▸ **YOUR OBJECTIVE**
Output, word for word, the line that contains "Q: For every instance of the red tile" and all lines following it to the end of the listing. Drop the pictures.

(Object pointing dataset rows)
▶
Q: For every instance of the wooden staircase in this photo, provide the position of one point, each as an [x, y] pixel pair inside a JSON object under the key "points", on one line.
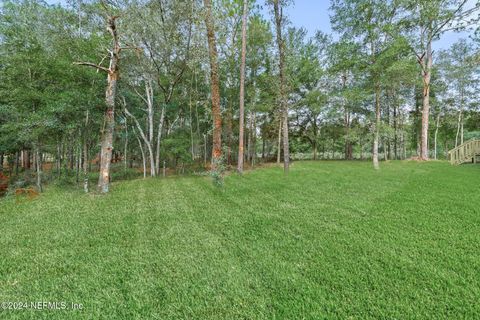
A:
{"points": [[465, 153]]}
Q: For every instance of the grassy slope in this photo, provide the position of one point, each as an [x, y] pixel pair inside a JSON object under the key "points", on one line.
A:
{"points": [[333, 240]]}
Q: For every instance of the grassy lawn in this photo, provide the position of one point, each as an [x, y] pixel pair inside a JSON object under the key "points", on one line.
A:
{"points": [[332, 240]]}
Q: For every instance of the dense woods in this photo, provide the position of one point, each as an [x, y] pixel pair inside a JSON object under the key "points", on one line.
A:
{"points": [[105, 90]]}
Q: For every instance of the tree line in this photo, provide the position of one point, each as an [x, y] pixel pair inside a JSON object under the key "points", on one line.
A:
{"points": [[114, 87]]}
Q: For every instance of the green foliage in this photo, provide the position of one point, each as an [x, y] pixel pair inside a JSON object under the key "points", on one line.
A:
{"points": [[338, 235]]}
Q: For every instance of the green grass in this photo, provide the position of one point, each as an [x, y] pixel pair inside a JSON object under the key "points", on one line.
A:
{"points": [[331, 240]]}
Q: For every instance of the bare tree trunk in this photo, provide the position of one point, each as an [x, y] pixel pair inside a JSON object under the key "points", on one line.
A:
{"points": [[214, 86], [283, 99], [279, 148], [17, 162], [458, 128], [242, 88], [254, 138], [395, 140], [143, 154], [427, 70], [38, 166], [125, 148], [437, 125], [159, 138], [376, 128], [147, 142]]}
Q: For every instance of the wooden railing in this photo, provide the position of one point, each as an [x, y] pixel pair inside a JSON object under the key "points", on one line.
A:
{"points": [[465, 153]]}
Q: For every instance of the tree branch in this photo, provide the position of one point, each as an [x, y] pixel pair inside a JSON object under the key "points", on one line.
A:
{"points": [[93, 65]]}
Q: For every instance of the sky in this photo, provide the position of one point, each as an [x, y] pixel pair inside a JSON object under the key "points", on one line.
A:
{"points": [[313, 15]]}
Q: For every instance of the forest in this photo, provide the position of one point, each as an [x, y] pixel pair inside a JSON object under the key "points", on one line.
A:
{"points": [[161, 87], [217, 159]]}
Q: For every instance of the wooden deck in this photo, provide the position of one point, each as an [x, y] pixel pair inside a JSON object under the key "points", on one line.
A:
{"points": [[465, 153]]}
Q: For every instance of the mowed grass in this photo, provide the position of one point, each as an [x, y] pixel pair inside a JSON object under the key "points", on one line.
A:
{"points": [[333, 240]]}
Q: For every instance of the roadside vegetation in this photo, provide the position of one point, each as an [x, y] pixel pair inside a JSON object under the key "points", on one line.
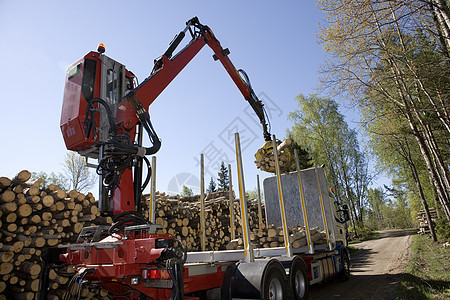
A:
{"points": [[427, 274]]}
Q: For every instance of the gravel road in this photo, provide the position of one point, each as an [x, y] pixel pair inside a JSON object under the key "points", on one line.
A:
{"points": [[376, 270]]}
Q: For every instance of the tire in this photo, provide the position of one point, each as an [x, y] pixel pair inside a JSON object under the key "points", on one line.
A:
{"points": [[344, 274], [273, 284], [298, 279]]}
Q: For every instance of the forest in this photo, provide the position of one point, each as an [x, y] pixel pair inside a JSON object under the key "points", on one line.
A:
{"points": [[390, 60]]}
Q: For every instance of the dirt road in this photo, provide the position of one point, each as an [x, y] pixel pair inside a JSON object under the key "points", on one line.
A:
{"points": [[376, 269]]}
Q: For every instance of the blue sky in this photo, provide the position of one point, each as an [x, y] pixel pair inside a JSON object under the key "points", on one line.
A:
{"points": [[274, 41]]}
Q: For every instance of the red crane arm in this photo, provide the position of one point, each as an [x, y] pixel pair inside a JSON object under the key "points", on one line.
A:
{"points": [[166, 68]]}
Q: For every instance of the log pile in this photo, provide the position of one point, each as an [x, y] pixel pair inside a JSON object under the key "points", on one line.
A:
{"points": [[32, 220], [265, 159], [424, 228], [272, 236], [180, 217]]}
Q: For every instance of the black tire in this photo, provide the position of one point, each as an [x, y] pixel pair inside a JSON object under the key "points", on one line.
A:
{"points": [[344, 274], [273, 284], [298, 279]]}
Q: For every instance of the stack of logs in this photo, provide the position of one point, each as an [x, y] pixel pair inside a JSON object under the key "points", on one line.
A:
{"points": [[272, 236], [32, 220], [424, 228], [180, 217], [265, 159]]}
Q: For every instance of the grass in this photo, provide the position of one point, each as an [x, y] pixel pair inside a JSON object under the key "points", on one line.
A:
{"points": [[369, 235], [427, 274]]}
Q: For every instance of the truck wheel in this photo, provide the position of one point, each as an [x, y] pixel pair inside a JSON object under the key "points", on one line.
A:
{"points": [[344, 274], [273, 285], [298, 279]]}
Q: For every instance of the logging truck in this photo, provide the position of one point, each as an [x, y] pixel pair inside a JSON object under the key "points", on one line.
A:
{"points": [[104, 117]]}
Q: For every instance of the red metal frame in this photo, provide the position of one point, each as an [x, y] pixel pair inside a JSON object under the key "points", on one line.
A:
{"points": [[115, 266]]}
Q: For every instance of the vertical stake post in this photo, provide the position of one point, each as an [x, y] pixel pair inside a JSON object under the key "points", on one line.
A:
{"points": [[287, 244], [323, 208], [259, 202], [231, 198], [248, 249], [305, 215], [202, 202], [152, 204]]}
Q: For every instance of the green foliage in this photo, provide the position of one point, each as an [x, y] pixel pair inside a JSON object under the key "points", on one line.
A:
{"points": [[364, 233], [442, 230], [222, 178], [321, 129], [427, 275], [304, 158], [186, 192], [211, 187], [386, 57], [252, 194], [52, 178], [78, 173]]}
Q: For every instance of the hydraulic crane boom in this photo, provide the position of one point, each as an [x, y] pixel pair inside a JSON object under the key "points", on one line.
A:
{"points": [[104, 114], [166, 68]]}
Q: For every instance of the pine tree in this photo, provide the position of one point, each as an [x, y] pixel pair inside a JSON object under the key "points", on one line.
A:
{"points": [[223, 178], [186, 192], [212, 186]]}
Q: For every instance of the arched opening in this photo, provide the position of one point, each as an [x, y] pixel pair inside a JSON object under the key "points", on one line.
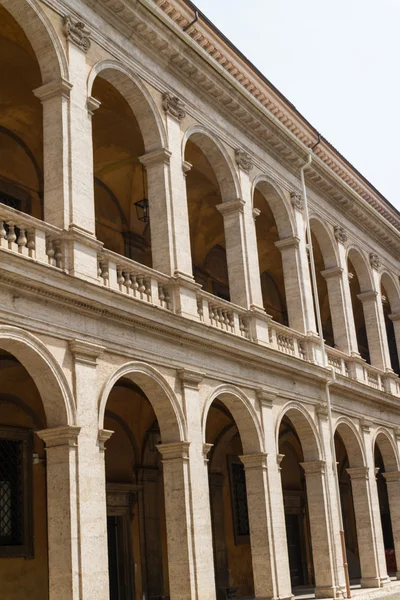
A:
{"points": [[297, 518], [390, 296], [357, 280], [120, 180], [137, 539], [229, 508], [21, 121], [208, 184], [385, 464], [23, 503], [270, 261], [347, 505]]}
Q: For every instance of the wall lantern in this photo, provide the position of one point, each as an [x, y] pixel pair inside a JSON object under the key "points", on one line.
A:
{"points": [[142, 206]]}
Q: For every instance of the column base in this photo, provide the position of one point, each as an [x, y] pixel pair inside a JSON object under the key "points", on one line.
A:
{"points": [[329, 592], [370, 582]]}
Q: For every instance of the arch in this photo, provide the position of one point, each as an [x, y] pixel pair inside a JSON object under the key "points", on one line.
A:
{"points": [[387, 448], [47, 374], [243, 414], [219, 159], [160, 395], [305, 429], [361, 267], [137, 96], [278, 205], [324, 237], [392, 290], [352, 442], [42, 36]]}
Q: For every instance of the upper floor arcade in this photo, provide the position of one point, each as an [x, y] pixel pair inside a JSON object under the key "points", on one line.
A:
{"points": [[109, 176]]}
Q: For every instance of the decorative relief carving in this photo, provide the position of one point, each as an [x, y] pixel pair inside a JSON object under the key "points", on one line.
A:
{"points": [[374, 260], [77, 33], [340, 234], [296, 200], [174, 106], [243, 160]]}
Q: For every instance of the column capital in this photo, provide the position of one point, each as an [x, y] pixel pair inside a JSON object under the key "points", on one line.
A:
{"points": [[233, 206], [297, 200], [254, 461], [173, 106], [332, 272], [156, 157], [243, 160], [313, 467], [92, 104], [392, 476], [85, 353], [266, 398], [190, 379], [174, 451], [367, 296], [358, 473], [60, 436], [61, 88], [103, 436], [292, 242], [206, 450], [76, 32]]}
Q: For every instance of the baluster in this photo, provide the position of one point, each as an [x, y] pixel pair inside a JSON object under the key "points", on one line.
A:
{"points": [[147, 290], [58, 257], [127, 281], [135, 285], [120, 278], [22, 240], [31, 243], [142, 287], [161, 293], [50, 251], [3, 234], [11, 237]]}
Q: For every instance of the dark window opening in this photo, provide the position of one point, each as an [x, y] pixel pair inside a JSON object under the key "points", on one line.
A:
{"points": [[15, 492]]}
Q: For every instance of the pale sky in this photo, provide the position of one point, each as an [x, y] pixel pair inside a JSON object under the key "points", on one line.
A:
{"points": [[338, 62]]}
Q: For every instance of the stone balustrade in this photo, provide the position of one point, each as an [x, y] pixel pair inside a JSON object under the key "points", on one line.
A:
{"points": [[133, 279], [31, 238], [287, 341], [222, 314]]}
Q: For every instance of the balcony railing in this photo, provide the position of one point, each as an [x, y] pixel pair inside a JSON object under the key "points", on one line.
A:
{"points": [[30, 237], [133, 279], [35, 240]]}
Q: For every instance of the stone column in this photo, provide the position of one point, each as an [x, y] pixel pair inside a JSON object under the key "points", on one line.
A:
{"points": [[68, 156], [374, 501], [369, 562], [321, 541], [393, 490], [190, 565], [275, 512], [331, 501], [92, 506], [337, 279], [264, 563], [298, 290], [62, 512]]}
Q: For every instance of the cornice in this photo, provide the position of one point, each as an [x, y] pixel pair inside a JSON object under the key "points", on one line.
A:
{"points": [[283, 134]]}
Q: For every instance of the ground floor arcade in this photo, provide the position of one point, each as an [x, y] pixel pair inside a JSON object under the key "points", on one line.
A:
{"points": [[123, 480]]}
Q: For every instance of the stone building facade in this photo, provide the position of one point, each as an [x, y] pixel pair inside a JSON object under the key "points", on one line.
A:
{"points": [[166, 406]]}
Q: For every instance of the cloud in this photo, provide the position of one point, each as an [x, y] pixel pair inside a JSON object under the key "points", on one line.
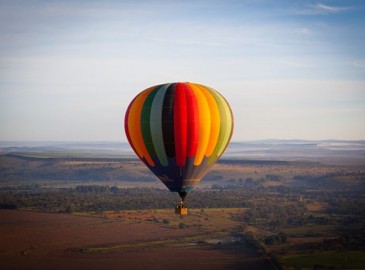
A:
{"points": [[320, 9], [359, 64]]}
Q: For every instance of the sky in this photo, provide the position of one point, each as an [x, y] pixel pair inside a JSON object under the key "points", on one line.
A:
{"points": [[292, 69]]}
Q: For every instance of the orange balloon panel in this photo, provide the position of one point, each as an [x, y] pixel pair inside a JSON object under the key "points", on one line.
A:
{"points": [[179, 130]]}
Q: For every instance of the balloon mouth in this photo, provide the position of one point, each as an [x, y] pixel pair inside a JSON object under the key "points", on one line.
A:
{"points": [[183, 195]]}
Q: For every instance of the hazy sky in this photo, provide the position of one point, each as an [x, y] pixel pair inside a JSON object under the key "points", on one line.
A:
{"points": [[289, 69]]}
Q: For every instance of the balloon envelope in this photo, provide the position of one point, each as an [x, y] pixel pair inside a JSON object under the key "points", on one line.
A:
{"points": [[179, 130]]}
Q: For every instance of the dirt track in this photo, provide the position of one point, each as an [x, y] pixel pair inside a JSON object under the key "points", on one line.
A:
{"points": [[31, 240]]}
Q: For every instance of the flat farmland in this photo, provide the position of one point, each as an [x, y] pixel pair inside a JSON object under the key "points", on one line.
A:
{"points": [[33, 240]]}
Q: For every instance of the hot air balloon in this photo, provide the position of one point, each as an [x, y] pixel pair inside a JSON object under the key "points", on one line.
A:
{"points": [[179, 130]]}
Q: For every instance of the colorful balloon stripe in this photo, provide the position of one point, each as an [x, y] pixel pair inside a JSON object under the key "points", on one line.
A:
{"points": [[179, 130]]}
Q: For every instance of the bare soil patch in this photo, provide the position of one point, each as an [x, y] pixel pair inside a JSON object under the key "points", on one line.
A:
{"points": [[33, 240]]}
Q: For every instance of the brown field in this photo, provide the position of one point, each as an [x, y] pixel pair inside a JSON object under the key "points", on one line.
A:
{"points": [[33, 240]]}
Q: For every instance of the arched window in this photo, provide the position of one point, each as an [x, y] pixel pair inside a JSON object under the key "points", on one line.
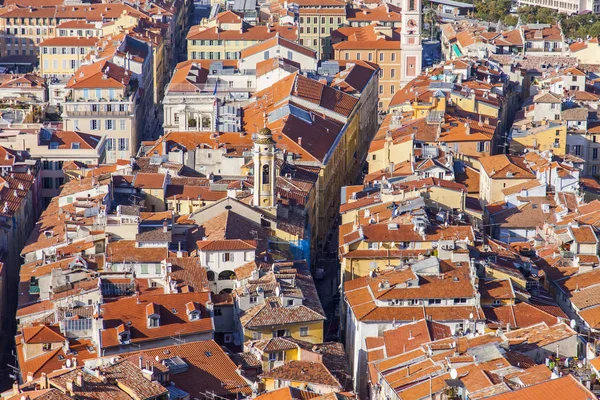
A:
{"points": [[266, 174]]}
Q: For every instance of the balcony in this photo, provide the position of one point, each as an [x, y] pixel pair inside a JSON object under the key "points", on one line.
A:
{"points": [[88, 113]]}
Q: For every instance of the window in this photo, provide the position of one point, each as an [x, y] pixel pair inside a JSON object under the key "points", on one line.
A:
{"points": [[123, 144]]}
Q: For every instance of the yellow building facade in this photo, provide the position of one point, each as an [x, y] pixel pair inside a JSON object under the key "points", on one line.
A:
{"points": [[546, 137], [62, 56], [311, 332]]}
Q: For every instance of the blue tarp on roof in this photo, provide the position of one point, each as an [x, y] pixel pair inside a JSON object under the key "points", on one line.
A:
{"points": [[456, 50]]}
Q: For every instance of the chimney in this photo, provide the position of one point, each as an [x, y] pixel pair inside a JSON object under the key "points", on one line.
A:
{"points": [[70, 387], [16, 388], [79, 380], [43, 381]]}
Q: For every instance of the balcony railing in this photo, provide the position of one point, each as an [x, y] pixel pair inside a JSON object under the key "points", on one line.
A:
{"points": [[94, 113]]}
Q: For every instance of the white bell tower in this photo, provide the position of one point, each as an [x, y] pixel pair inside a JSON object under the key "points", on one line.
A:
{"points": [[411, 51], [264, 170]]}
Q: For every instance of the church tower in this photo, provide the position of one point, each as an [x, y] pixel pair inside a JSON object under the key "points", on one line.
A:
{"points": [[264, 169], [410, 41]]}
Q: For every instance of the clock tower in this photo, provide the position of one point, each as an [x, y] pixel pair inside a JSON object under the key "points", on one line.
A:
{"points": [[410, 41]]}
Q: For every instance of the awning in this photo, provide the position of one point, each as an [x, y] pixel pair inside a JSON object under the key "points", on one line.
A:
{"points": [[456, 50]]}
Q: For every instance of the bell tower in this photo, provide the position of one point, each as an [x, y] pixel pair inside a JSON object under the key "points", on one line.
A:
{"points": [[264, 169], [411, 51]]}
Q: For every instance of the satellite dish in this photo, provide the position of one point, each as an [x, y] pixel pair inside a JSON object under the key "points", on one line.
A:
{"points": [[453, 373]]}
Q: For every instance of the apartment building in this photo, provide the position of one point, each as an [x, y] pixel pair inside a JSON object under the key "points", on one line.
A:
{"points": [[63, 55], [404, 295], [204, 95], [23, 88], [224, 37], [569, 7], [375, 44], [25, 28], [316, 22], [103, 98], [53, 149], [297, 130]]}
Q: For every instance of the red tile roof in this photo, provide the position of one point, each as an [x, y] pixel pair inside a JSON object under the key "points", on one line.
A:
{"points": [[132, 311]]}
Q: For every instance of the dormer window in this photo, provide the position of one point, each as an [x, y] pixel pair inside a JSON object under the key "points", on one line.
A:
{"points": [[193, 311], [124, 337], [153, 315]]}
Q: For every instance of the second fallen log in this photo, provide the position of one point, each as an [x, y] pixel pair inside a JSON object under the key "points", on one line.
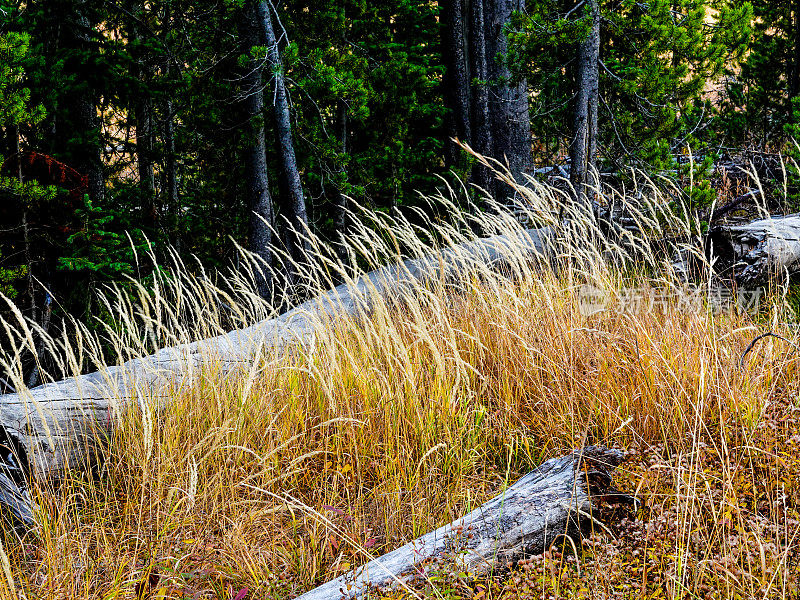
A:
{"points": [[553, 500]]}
◀
▸ **OUTPUT BELOW**
Q: For every instance of the red tile roof in this photo, provide the position of one point, each as an [x, y] pixel pair inside a JSON object under the key "points", on one line.
A:
{"points": [[132, 311]]}
Q: For every instance of the dormer window in this photo, provide the position of one point, each as an [x, y] pixel pair inside a JSON object under the key "points", on one line.
A:
{"points": [[193, 311], [124, 337], [153, 315]]}
Q: For every instance of the second fallen log in this photo, provide the position of one point, each as an [x, y] pixel pair inside a JSON object under the key "points", on one line.
A:
{"points": [[553, 500]]}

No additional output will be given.